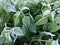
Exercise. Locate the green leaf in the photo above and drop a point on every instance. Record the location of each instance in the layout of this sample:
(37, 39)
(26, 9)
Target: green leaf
(32, 28)
(48, 42)
(57, 19)
(38, 17)
(53, 27)
(16, 18)
(26, 21)
(42, 21)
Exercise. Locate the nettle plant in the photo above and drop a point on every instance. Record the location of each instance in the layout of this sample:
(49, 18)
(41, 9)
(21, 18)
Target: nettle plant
(29, 22)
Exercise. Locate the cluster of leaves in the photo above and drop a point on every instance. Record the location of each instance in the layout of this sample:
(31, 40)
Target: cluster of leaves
(29, 22)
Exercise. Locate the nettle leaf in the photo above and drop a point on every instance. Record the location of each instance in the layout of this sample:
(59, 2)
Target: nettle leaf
(53, 27)
(57, 19)
(26, 21)
(16, 18)
(42, 21)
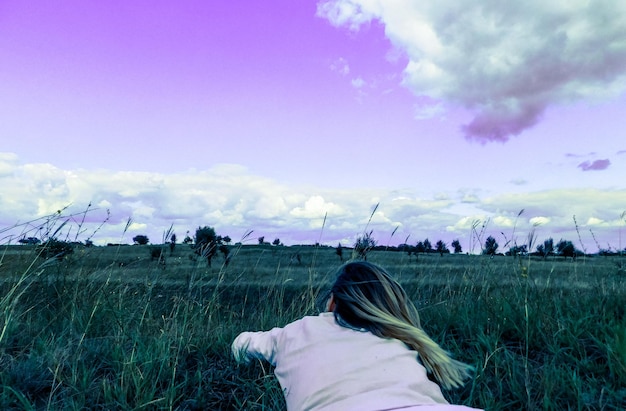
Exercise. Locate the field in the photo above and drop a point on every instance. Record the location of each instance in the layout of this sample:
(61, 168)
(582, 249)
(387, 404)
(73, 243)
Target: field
(107, 328)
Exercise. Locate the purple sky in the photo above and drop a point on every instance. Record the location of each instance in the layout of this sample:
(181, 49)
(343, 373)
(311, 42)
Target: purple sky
(267, 116)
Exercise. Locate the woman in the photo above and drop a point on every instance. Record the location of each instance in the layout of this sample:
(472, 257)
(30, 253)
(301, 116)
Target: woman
(368, 352)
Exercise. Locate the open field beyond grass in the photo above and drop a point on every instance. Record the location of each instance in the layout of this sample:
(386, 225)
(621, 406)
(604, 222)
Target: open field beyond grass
(107, 328)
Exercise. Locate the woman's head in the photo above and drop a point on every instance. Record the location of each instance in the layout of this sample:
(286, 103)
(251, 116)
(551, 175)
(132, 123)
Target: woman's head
(364, 294)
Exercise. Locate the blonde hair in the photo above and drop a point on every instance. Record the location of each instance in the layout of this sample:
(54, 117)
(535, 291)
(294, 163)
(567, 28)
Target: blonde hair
(366, 296)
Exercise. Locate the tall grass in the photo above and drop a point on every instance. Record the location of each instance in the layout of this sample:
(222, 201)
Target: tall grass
(106, 328)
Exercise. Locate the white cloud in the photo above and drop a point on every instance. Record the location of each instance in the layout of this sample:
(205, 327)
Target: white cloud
(506, 62)
(234, 201)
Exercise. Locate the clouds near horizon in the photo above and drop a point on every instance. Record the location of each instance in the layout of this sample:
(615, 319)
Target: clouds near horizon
(506, 63)
(234, 201)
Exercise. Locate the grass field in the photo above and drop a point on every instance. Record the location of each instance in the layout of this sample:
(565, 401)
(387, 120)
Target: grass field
(107, 328)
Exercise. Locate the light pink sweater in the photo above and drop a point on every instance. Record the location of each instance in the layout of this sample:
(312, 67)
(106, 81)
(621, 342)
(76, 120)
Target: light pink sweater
(323, 366)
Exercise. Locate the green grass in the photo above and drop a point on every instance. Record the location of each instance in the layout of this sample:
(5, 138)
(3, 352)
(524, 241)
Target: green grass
(107, 328)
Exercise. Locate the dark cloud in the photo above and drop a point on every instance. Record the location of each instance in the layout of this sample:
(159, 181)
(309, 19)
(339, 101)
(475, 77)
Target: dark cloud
(505, 62)
(595, 165)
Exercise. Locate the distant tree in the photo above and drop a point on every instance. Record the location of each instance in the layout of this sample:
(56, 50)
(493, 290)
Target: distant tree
(566, 249)
(546, 249)
(456, 246)
(206, 243)
(517, 250)
(428, 248)
(419, 247)
(363, 245)
(491, 246)
(157, 253)
(53, 248)
(339, 252)
(172, 243)
(441, 248)
(141, 239)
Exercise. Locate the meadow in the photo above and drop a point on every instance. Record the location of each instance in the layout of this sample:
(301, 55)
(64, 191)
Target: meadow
(109, 328)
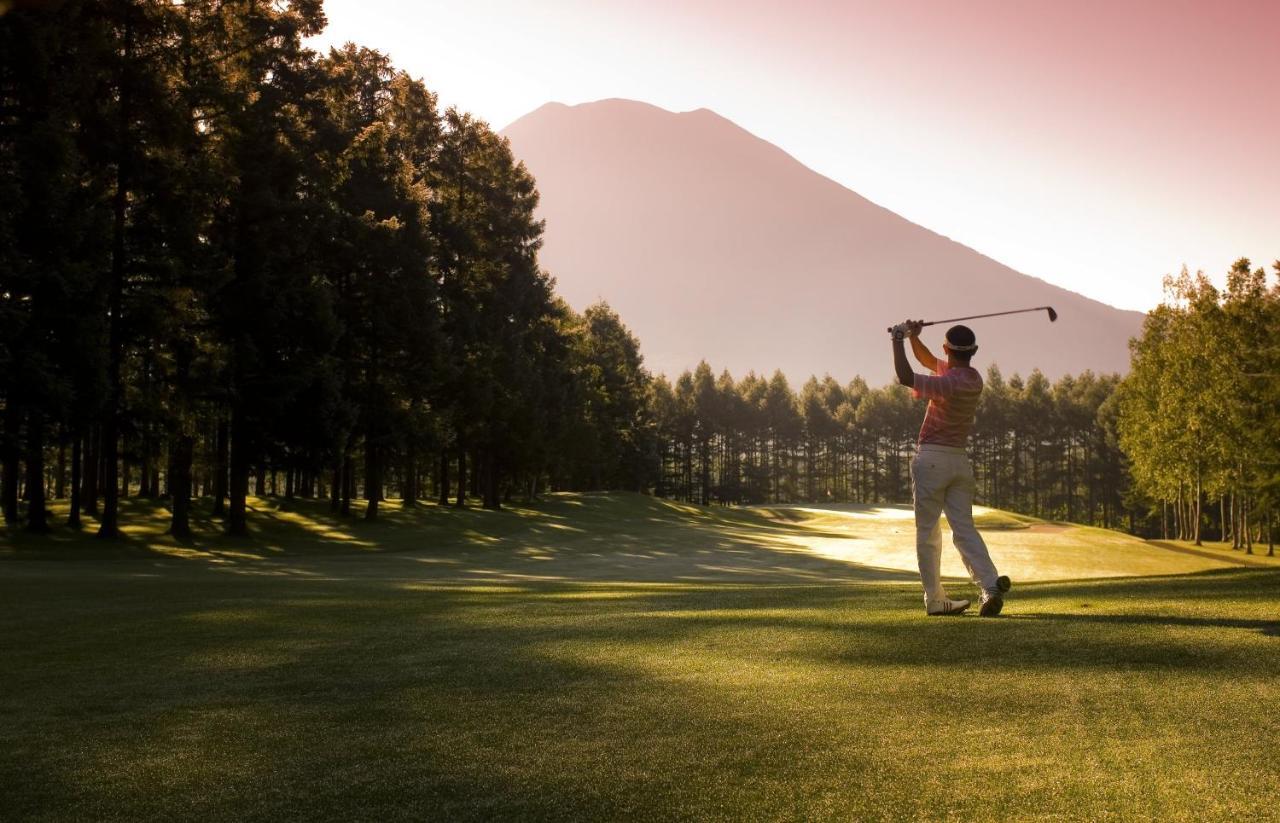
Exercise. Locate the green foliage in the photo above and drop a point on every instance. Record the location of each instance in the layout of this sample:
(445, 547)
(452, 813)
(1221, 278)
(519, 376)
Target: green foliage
(1198, 411)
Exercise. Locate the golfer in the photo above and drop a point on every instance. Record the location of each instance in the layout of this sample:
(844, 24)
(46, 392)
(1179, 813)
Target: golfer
(941, 475)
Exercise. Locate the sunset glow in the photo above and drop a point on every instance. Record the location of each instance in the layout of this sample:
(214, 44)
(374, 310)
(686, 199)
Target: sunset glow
(1097, 146)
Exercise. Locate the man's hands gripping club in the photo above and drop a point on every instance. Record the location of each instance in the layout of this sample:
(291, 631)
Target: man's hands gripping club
(905, 329)
(908, 328)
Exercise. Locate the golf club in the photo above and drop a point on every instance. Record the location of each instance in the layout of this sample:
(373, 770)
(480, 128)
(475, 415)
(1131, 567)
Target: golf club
(1052, 316)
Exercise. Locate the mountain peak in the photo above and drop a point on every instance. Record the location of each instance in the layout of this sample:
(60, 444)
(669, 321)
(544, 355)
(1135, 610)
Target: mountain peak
(713, 243)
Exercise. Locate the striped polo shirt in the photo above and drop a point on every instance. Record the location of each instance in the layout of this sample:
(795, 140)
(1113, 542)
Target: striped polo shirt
(952, 394)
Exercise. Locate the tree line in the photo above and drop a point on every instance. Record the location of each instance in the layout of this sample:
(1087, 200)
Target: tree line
(1200, 411)
(1038, 447)
(232, 265)
(229, 260)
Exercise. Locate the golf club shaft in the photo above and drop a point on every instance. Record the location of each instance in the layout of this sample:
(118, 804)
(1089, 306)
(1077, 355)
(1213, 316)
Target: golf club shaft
(995, 314)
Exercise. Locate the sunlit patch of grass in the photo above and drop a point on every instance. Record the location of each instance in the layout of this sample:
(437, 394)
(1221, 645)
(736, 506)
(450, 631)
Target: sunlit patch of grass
(200, 694)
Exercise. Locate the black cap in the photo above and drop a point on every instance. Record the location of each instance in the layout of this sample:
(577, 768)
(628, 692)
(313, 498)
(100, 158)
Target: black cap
(961, 339)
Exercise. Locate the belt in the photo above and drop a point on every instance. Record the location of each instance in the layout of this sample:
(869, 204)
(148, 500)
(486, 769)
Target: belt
(947, 449)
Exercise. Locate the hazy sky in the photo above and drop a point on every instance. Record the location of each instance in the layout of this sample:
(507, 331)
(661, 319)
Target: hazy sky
(1096, 145)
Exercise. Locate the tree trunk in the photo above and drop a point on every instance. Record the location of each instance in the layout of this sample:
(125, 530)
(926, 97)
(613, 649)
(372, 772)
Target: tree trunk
(1246, 526)
(443, 480)
(462, 476)
(373, 479)
(222, 449)
(37, 517)
(348, 484)
(73, 511)
(408, 488)
(109, 525)
(10, 456)
(181, 448)
(60, 467)
(92, 471)
(237, 522)
(492, 499)
(1200, 494)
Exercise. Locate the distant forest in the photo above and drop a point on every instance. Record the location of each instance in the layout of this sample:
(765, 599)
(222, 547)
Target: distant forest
(233, 266)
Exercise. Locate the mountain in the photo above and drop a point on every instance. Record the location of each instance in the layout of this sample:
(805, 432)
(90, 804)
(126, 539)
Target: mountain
(713, 243)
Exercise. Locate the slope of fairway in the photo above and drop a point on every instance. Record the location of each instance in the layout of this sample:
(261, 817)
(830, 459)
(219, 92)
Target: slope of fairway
(615, 538)
(275, 680)
(1027, 548)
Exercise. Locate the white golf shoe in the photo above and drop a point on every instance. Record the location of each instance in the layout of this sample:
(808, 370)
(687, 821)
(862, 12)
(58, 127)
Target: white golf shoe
(937, 608)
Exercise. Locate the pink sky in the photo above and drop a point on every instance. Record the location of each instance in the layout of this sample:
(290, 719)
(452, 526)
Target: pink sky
(1095, 145)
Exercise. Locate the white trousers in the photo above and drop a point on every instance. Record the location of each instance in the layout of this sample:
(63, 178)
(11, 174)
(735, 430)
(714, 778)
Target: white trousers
(942, 481)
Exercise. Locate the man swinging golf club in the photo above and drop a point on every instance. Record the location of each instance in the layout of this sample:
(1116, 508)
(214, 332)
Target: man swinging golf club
(941, 474)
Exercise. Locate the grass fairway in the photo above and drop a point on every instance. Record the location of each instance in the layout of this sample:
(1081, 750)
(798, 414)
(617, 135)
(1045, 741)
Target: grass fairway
(607, 657)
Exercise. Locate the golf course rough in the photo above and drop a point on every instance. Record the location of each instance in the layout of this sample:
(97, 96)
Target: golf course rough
(606, 657)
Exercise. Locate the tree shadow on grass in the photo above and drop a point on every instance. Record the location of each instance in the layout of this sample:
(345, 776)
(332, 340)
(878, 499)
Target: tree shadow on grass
(251, 698)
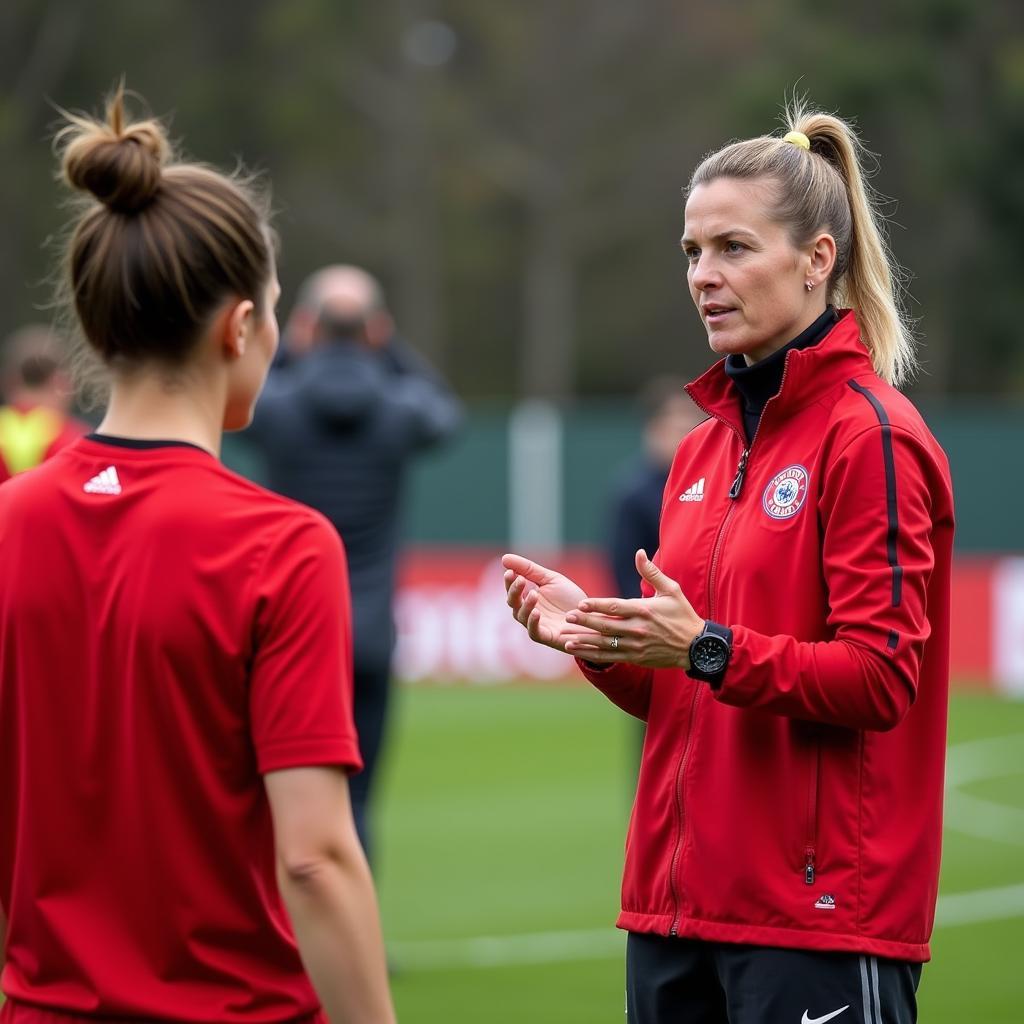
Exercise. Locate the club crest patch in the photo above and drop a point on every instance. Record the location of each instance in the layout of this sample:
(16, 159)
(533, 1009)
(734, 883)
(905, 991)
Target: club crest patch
(784, 496)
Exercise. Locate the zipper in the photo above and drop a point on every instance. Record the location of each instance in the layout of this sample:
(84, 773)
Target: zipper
(695, 699)
(811, 832)
(734, 493)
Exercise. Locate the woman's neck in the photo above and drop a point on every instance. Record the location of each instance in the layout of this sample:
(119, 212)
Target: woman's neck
(152, 404)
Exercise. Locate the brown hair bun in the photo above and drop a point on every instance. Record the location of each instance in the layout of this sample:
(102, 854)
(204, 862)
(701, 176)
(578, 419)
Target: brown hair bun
(121, 164)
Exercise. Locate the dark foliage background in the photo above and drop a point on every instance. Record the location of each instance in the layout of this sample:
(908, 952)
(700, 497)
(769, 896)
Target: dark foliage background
(513, 171)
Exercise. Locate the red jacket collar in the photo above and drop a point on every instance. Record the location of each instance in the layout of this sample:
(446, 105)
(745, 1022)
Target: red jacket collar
(809, 373)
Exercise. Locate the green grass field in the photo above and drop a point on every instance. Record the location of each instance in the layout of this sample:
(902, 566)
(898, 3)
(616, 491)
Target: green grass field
(502, 823)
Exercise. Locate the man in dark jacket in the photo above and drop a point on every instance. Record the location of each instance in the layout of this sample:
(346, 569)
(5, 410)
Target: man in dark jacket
(339, 422)
(636, 503)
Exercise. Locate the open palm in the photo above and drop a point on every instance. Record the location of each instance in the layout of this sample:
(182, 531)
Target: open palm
(540, 599)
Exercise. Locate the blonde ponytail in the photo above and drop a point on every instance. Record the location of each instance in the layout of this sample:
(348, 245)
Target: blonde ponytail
(826, 188)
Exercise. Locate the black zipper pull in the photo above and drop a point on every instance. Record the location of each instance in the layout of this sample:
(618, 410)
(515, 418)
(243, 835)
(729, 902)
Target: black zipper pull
(737, 483)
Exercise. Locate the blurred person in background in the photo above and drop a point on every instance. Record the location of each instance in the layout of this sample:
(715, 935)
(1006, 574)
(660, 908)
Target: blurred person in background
(36, 421)
(339, 425)
(175, 679)
(636, 503)
(790, 654)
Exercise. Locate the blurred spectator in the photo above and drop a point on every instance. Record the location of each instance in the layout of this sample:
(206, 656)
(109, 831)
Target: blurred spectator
(342, 416)
(636, 508)
(35, 422)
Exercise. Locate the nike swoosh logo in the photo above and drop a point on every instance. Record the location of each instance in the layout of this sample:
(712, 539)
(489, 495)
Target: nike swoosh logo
(821, 1020)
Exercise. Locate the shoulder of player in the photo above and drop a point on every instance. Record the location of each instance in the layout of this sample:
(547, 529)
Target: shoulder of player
(281, 515)
(867, 402)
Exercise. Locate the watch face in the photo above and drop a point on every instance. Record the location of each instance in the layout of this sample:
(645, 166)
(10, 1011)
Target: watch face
(709, 654)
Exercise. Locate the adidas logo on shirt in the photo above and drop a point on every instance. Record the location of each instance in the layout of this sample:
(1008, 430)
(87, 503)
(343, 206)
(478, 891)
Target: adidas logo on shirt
(694, 493)
(105, 482)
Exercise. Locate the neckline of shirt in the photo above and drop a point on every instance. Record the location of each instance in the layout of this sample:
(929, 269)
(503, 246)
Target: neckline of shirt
(143, 443)
(761, 381)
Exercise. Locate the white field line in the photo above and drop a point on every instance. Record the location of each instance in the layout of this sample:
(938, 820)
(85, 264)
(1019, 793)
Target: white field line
(607, 943)
(969, 762)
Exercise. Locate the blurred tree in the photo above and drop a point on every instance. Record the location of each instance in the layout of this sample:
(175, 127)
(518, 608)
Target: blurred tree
(513, 171)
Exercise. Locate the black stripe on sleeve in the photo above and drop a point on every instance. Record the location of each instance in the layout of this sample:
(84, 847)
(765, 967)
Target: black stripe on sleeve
(892, 536)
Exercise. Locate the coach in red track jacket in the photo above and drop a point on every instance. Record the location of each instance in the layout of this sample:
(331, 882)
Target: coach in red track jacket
(791, 651)
(800, 804)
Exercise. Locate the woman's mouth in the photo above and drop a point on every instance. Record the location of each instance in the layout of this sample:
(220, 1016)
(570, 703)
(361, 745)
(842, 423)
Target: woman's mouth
(716, 314)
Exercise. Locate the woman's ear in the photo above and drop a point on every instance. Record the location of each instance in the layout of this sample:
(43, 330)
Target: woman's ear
(232, 327)
(822, 259)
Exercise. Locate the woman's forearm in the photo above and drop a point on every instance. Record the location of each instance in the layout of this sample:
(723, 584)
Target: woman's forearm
(337, 926)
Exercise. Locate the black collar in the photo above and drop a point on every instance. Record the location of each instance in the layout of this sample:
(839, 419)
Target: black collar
(761, 381)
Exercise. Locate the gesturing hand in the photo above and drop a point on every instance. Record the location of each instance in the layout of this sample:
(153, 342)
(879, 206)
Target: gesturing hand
(540, 599)
(655, 632)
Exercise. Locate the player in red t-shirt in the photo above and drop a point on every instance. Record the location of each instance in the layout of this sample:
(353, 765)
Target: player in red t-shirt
(176, 841)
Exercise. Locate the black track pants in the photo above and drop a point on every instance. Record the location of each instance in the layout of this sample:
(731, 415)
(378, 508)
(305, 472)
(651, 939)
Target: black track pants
(680, 981)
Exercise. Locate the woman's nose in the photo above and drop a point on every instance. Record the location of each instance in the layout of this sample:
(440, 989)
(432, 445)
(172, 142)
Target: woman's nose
(704, 274)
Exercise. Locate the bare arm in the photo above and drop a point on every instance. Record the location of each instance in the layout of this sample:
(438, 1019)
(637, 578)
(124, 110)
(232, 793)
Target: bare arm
(329, 892)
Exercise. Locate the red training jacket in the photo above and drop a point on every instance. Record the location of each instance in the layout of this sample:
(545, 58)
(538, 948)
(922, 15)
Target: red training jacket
(800, 805)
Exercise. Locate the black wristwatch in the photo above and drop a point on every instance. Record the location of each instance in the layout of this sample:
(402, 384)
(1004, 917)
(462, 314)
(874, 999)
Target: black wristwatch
(710, 653)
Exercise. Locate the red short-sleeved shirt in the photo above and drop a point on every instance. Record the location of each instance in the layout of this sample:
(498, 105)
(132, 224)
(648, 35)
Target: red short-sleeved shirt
(168, 632)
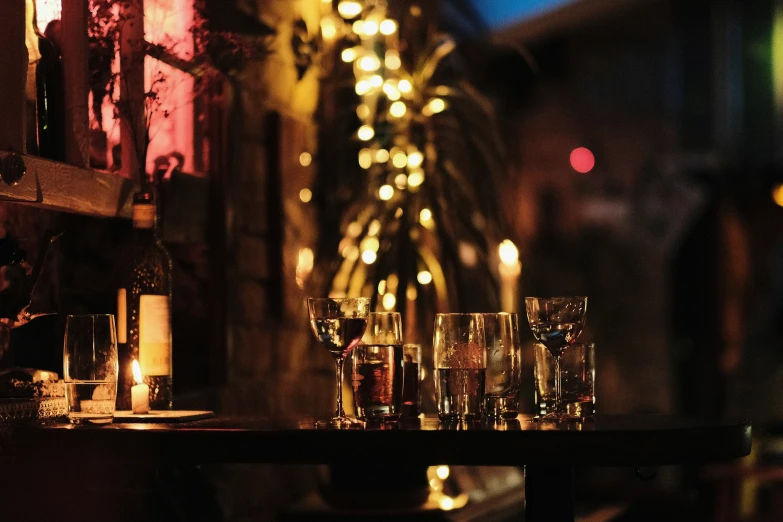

What you should do:
Please copy out the material from the line with "Exercise. Locate the red training" through the end, including both ends and the requests. Move every answer coordinate by -39, and leave out the pictures.

Exercise output:
Exercise. Locate the red training jacket in the photo above and drop a point on every instance. Record the location of each instance in the layout of this sample:
(545, 58)
(538, 948)
(922, 15)
Target: red training jacket
(761, 766)
Exercise. Locate the black wristwatch in the photo above and drop a point on every instance. Record the location of each instance in the layout of this sample:
(402, 384)
(1004, 917)
(462, 314)
(874, 999)
Target: black wristwatch
(671, 614)
Exercise. Locate the red short-sleeved shirt in the photo above and drop a point on every instance. Record the location of each instance in the layout of this sample:
(498, 105)
(132, 224)
(648, 35)
Target: red short-sleeved shirt
(129, 593)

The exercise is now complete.